We consider the heinous attack on Professor Hesse as part of the most recent wave of attempts to stifle and delegitimize the critical study of race, ethnic studies and anti-racist scholarship, more broadly. It is no coincidence that Trump’s now repealed attempt to ban antiracist education (as well as feminist and diversity work more broadly) came on the heels of widespread support for Black Lives Matter, which included unprecedented numbers of white (U.S.) Americans joining protests and seeking knowledge on racism and antiracism.

In particular, recent assaults against professors like Dr. Hesse—often curiously minimized or ignored by those decrying “cancel culture” on both the left and the right—reveal the fundamental importance of the critical study of whiteness. It is worth remembering that historically the study of the sociopolitical and historical construction of whiteness has been led by those who, while not afforded legitimacy by historically white institutions, could not afford ignorance of its intricacies and effects. This includes the intellectual contributions of one of the discipline’s recently recovered and now celebrated figures: W. E. B. Du Bois, for whom the analysis of White souls was as critical as Black ones. At a time when sociology and the social sciences could use more—not less—attention to the historical processes that connect contemporary racial orders to their colonial origins, Dr. Hesse’s scholarship and teaching have been necessary rejoinders to studies of race that isolate the contemporary structure of racial inequity from the historically specific (and evolving) production of whiteness.

At this moment of insurgent white supremacist movements, racialized death at the hands of police and failed health systems, and rampant racial inequalities and exclusions, we affirm the importance and legitimacy of critical scholarship on race and racial domination. We stand with Professor Hesse and others that have been unfairly criticized and violently attacked for their vital intellectual work. We also call on Northwestern and other universities and academic associations to openly denounce such attacks, build support systems, and defend targeted colleagues and intellectual communities. Professed commitments to racial equity and social justice ring hollow without such actions. Lastly, to those that believe they can frighten us into silence, know that we will not be deterred.

Sincerely,

(Initial signatories in alphabetical order by surname)

[Records contained in a dataset]
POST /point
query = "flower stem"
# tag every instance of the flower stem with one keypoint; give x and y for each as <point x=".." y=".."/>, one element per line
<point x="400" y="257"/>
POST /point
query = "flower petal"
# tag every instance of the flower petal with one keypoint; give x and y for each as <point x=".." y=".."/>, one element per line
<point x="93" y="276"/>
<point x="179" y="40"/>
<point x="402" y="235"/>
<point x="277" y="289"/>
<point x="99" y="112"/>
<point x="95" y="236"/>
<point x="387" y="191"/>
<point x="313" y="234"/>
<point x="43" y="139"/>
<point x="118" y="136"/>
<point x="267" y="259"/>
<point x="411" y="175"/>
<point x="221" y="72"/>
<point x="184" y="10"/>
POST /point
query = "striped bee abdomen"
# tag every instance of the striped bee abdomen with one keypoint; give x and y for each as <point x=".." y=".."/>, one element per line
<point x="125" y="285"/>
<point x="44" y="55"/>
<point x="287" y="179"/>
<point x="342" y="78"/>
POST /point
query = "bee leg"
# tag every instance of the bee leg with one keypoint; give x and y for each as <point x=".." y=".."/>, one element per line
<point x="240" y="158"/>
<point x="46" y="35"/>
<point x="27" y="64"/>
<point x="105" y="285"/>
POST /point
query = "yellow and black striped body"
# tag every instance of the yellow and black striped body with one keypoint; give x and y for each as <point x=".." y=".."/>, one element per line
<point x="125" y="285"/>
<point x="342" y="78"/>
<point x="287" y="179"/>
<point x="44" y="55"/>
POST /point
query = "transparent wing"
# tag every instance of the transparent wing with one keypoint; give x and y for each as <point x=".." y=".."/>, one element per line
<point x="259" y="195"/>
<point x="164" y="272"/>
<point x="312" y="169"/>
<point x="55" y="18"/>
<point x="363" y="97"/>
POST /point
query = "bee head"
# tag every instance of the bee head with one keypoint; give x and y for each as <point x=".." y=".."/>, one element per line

#### [What you will do]
1. Condense the paragraph of the statement that begins "At this moment of insurgent white supremacist movements" into a bulleted list that keeps its main points.
2. According to the statement, why should Northwestern and other universities and academic associations denounce the attacks and defend targeted colleagues? Answer in one to three sentences.
3. Reproduce the passage of the statement word for word, beginning at the words "We consider the" and stopping after "racism and antiracism.".

#### [Completed exercise]
1.
- The statement cites insurgent white supremacist movements, racialized death at the hands of police and failed health systems, and rampant racial inequalities and exclusions.
- It affirms the importance and legitimacy of critical scholarship on race and racial domination.
- It stands with Professor Hesse and others unfairly criticized and violently attacked for their intellectual work.
- It calls on Northwestern and other universities and academic associations to openly denounce such attacks, build support systems, and defend targeted colleagues and intellectual communities.
- It says professed commitments to racial equity and social justice ring hollow without such actions.
- It says the signers will not be frightened into silence.

2. The statement says that without such actions, professed commitments to racial equity and social justice ring hollow. Openly denouncing the attacks, building support systems, and defending targeted colleagues are what give those commitments substance.

3.
We consider the heinous attack on Professor Hesse as part of the most recent wave of attempts to stifle and delegitimize the critical study of race, ethnic studies and anti-racist scholarship, more broadly. It is no coincidence that Trump’s now repealed attempt to ban antiracist education (as well as feminist and diversity work more broadly) came on the heels of widespread support for Black Lives Matter, which included unprecedented numbers of white (U.S.) Americans joining protests and seeking knowledge on racism and antiracism.